| Instructions for the task |
Turn every line of the records below into a numbered list, and leave out any blank lines.

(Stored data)
## start
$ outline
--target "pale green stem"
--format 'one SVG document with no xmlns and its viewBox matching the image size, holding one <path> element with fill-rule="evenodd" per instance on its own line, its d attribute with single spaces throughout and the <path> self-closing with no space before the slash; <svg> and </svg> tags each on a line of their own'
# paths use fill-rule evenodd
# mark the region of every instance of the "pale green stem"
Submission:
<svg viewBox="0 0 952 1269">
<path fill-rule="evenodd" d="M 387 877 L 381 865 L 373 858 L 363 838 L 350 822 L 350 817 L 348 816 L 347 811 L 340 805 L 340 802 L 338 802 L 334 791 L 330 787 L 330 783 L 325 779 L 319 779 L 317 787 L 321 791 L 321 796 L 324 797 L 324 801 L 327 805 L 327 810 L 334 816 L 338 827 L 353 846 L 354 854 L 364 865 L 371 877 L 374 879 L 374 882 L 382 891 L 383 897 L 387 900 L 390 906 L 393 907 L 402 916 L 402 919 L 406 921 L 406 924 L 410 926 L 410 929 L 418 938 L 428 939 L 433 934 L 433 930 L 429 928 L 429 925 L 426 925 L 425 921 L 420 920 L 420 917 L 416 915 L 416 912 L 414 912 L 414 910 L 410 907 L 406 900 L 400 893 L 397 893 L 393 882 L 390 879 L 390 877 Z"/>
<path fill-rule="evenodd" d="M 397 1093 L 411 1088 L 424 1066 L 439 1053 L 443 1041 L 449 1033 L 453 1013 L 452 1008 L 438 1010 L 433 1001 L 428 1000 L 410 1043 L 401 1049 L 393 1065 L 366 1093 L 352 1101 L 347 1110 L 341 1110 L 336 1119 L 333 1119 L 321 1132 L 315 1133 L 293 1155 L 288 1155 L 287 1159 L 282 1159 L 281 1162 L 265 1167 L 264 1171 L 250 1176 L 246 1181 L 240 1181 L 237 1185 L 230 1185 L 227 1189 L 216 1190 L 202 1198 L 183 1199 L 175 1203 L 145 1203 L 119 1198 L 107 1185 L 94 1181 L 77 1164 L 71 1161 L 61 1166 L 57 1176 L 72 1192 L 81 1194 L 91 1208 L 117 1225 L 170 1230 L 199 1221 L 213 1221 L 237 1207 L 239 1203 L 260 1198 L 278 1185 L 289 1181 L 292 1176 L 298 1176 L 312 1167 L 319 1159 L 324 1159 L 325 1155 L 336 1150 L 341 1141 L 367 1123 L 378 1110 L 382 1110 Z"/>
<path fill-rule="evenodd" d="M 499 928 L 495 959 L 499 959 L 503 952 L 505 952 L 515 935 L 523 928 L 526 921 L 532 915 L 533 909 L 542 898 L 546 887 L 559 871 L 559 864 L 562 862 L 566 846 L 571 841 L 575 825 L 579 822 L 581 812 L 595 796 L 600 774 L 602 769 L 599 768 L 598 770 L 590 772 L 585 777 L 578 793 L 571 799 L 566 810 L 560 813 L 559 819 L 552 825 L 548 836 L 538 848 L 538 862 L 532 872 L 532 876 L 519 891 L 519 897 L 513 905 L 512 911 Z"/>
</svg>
## end
| Output for this task |
1. $ outline
2. --target "pale green stem"
3. --format 'one SVG document with no xmlns and its viewBox matching the image size, holding one <path> element with fill-rule="evenodd" per instance on its own line, its d attribute with single spaces throughout and the <path> self-closing with no space before the slash; <svg> and </svg> tags each on a line of their own'
4. # paths use fill-rule evenodd
5. # mark the region of every instance of the "pale green stem"
6. Submission:
7. <svg viewBox="0 0 952 1269">
8. <path fill-rule="evenodd" d="M 387 877 L 381 865 L 373 858 L 363 838 L 350 822 L 350 817 L 348 816 L 347 811 L 340 805 L 340 802 L 338 802 L 334 791 L 330 787 L 330 783 L 325 779 L 319 779 L 317 787 L 321 791 L 321 796 L 324 797 L 324 801 L 327 805 L 327 810 L 334 816 L 338 827 L 353 846 L 354 854 L 364 865 L 371 877 L 374 879 L 374 882 L 382 891 L 383 897 L 387 900 L 390 906 L 393 907 L 402 916 L 402 919 L 406 921 L 406 924 L 410 926 L 410 929 L 418 938 L 428 939 L 433 934 L 433 930 L 429 928 L 429 925 L 426 925 L 425 921 L 420 920 L 420 917 L 416 915 L 416 912 L 414 912 L 414 910 L 410 907 L 406 900 L 400 893 L 397 893 L 393 882 L 390 879 L 390 877 Z"/>
9. <path fill-rule="evenodd" d="M 397 1093 L 411 1088 L 424 1066 L 439 1053 L 443 1041 L 449 1033 L 453 1013 L 452 1008 L 438 1010 L 433 1001 L 428 1000 L 410 1043 L 401 1049 L 393 1065 L 366 1093 L 352 1101 L 347 1110 L 341 1110 L 336 1119 L 333 1119 L 321 1132 L 315 1133 L 293 1155 L 288 1155 L 287 1159 L 282 1159 L 281 1162 L 265 1167 L 264 1171 L 250 1176 L 246 1181 L 240 1181 L 237 1185 L 230 1185 L 227 1189 L 216 1190 L 202 1198 L 183 1199 L 175 1203 L 145 1203 L 119 1198 L 107 1185 L 94 1181 L 77 1164 L 71 1161 L 61 1166 L 57 1176 L 72 1192 L 81 1194 L 91 1208 L 117 1225 L 170 1230 L 199 1221 L 213 1221 L 237 1207 L 239 1203 L 260 1198 L 278 1185 L 289 1181 L 292 1176 L 298 1176 L 312 1167 L 319 1159 L 324 1159 L 325 1155 L 336 1150 L 341 1141 L 367 1123 L 378 1110 L 382 1110 Z"/>
10. <path fill-rule="evenodd" d="M 499 928 L 495 959 L 499 959 L 503 952 L 505 952 L 515 935 L 523 928 L 526 921 L 532 915 L 533 909 L 542 898 L 546 887 L 559 871 L 559 864 L 562 862 L 566 846 L 571 841 L 575 825 L 579 822 L 581 812 L 595 796 L 600 774 L 602 769 L 599 768 L 598 770 L 590 772 L 585 777 L 578 793 L 571 799 L 566 810 L 560 813 L 559 819 L 552 825 L 548 836 L 538 848 L 538 862 L 532 872 L 532 876 L 519 891 L 519 897 L 513 905 L 512 911 Z"/>
11. </svg>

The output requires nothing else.